→ ASSIGNMENT A
From the passage about synthetic training data for AI, list each capability that the passage says more reliable systems gain from better training data.
→ ASSIGNMENT B
Continue the passage about synthetic training data for AI from its final sentence.

→ PASSAGE PROVIDED
- Opening Delimiter -

His work is focused on addressing that gap by changing what AI systems are trained on in the first place.

His team is developing a way to generate highly realistic synthetic data — data designed to replicate conditions that are too rare, too complex, or too risky to capture in real-world datasets.

“We’re creating a way to generate highly realistic ‘synthetic’ data, so AI systems can learn from situations that are too dangerous, too rare, or impossible to capture in real life,” he said.

The goal is not just to simulate environments, but to improve how AI systems perform when those environments are encountered in practice.

Better training data leads to more reliable systems — systems that can detect anomalies earlier, support faster decision-making, and operate with greater accuracy in complex conditions.

With support from NCInnovation, the work is moving beyond early-stage development.

“This funding allows us to move beyond early prototypes and build a complete, integrated system,” Bhattacharya said.

That includes testing the technology with defense and healthcare partners, validating its performance in operational settings, and preparing it for use outside the lab.

Without that support, progress would likely remain incremental.

“We could advance individual components, but not bring them together into a validated system,” he said.

In North Carolina, the implications are tied directly to the sectors where these systems are used.

- Closing Delimiter -

→ DATA PROVIDED
- Opening Delimiter -

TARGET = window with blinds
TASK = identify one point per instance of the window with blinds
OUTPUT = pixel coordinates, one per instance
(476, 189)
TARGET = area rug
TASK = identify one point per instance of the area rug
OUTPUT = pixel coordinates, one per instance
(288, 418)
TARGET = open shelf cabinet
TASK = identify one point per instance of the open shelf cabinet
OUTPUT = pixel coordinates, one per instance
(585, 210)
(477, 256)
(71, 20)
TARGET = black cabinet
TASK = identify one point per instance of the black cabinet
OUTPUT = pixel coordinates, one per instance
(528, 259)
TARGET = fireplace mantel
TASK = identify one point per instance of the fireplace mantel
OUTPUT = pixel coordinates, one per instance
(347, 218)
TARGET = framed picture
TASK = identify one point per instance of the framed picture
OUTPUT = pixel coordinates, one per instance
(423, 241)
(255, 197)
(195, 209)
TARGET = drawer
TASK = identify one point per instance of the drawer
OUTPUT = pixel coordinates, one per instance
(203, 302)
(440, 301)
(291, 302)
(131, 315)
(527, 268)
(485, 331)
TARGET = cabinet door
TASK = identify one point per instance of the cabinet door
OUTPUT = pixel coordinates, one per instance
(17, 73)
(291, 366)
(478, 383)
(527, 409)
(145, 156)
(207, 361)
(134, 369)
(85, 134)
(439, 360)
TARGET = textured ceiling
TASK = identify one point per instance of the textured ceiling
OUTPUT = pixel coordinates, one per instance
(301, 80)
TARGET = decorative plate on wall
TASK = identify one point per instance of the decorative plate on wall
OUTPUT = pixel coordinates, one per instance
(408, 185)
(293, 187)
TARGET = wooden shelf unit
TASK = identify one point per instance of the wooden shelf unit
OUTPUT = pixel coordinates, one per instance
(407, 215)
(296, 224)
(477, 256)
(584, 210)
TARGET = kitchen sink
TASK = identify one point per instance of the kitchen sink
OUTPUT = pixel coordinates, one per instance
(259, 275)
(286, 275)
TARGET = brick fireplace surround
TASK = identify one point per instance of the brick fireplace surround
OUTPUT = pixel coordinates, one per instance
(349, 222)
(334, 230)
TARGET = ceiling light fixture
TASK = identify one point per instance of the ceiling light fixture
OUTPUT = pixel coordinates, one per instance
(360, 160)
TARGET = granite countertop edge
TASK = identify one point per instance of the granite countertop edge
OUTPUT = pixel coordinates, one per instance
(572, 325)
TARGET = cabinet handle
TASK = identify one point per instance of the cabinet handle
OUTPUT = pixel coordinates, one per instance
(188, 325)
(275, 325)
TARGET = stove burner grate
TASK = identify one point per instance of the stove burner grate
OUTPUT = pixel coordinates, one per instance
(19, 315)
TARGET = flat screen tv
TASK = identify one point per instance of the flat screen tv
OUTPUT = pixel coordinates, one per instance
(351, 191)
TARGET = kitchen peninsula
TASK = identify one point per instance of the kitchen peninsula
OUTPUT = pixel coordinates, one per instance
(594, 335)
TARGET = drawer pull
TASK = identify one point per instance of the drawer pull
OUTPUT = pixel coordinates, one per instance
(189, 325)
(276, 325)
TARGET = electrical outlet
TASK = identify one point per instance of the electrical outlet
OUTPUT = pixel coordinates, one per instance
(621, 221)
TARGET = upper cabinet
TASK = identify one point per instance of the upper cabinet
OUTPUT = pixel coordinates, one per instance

- Closing Delimiter -

→ REPLY A
- Detecting anomalies earlier
- Supporting faster decision-making
- Operating with greater accuracy in complex conditions

→ REPLY B
The state has a strong presence in both defense and healthcare, including military installations and major research institutions. Improvements in how AI systems are trained affect the people working in those environments — analysts, clinicians, and researchers — who rely on these tools to make decisions.

“If AI systems are trained on poor-quality data, they can produce unreliable results,” Bhattacharya said. “In defense, that could mean missed threats. In healthcare, it could affect treatment planning and patient safety.”

The consequences are not abstract — they are tied directly to outcomes.

If the underlying problem isn’t addressed, those limitations persist. AI systems continue to perform well in controlled settings but fall short in the conditions where accuracy matters most.

If it is addressed, the change is straightforward: more reliable systems, better-informed decisions, and greater confidence in how these tools are used.